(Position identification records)
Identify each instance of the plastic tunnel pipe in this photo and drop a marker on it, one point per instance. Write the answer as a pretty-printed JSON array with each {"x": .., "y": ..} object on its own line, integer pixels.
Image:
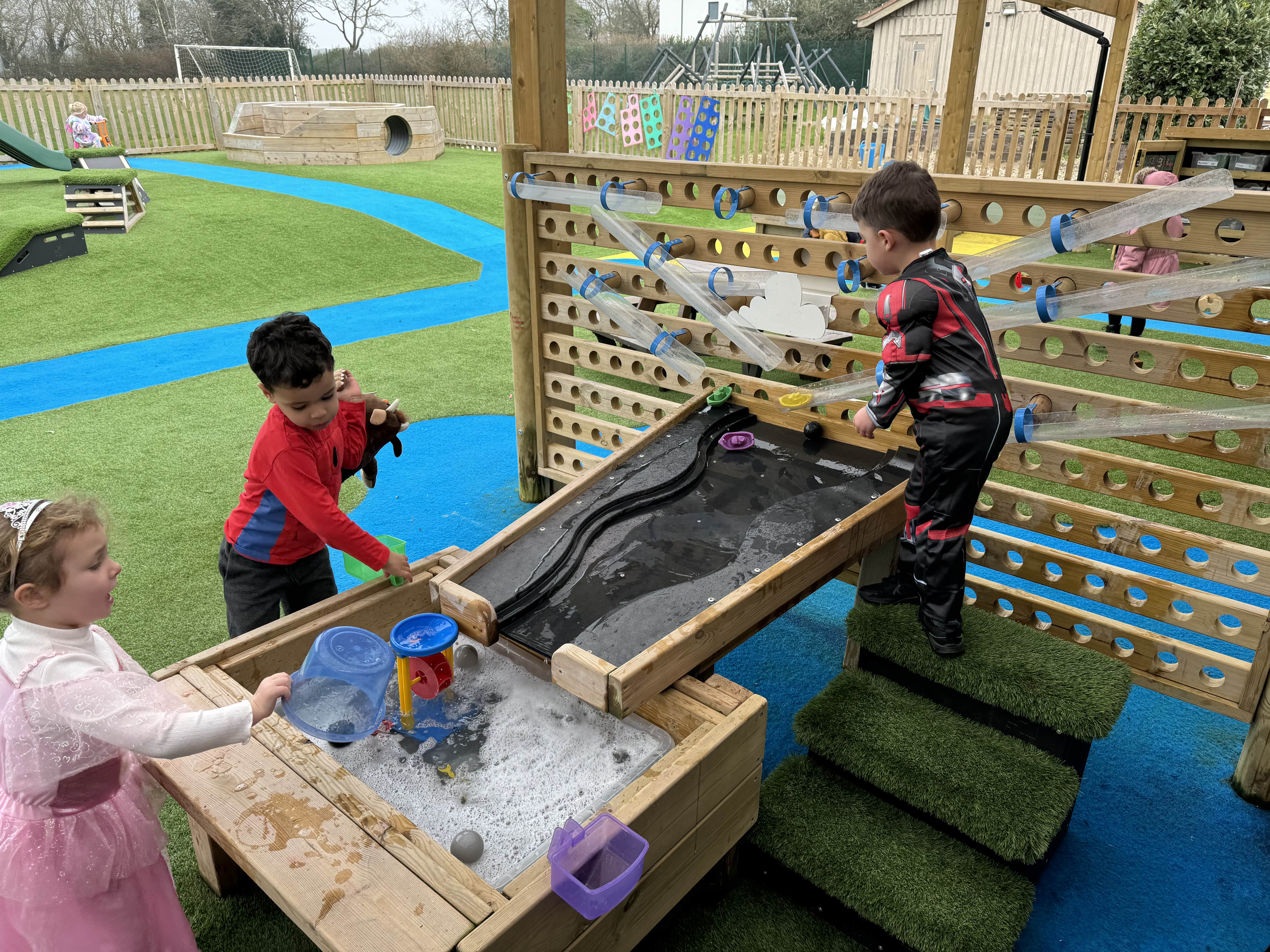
[
  {"x": 1066, "y": 233},
  {"x": 1032, "y": 427},
  {"x": 30, "y": 153},
  {"x": 660, "y": 343},
  {"x": 693, "y": 289},
  {"x": 851, "y": 386},
  {"x": 613, "y": 196},
  {"x": 1115, "y": 299}
]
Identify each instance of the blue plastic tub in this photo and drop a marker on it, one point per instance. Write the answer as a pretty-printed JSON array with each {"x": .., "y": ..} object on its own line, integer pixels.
[
  {"x": 338, "y": 694},
  {"x": 595, "y": 868}
]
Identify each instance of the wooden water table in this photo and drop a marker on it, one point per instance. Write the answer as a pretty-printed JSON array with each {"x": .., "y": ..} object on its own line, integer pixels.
[{"x": 355, "y": 874}]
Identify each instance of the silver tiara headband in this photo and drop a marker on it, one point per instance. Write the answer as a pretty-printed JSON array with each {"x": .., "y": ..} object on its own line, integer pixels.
[{"x": 21, "y": 516}]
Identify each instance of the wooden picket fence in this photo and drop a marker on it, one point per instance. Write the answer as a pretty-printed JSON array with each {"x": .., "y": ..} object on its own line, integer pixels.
[{"x": 1028, "y": 136}]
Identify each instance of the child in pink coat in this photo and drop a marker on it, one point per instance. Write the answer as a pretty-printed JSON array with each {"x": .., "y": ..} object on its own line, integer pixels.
[
  {"x": 82, "y": 851},
  {"x": 1146, "y": 261}
]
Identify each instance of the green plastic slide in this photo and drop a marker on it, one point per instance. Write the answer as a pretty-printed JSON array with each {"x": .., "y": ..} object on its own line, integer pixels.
[{"x": 30, "y": 152}]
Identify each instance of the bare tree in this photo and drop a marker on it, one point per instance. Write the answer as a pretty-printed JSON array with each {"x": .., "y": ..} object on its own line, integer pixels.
[{"x": 355, "y": 18}]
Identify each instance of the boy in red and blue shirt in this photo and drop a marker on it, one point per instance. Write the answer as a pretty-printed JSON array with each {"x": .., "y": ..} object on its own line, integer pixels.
[{"x": 275, "y": 549}]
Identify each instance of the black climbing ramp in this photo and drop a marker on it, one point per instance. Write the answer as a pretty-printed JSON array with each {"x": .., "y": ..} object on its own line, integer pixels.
[{"x": 676, "y": 526}]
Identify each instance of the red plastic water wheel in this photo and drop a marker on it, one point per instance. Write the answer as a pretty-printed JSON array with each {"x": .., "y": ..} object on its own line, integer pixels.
[{"x": 435, "y": 676}]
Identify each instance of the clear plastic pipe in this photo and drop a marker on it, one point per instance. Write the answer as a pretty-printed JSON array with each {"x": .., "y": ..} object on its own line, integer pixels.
[
  {"x": 1032, "y": 427},
  {"x": 724, "y": 284},
  {"x": 693, "y": 289},
  {"x": 1049, "y": 306},
  {"x": 851, "y": 386},
  {"x": 638, "y": 326},
  {"x": 1066, "y": 233},
  {"x": 818, "y": 214},
  {"x": 610, "y": 196}
]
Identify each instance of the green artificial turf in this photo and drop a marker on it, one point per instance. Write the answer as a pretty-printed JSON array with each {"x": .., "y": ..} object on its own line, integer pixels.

## Work to complete
Transcribe exactly the line containing "Identify each instance of the red" and all remaining lines of the material, ending with the last one.

## Result of this exercise
Identify each instance of the red plastic water wheel in this photo and drop a marker on it, one point per instance. Write the answer as a pretty-printed JSON array with each {"x": .., "y": ..} object on its own line, integer pixels.
[{"x": 435, "y": 676}]
Identify each instance of the clear plastic pipe in this photo and drop a marker on it, one point per instance. Write the answer as a pretty-printed JSON array with each {"x": .., "y": ..} object on its own line, integer pixels.
[
  {"x": 1032, "y": 427},
  {"x": 724, "y": 284},
  {"x": 693, "y": 289},
  {"x": 1049, "y": 306},
  {"x": 851, "y": 386},
  {"x": 638, "y": 326},
  {"x": 1066, "y": 233},
  {"x": 818, "y": 214},
  {"x": 610, "y": 196}
]
Identify each instance of the green artificial turf in this photo and drop a marker on it, one point per instance. Write the answer as a pretty-printed JSON array with each {"x": .., "y": ..} object on its own line, integer pixels.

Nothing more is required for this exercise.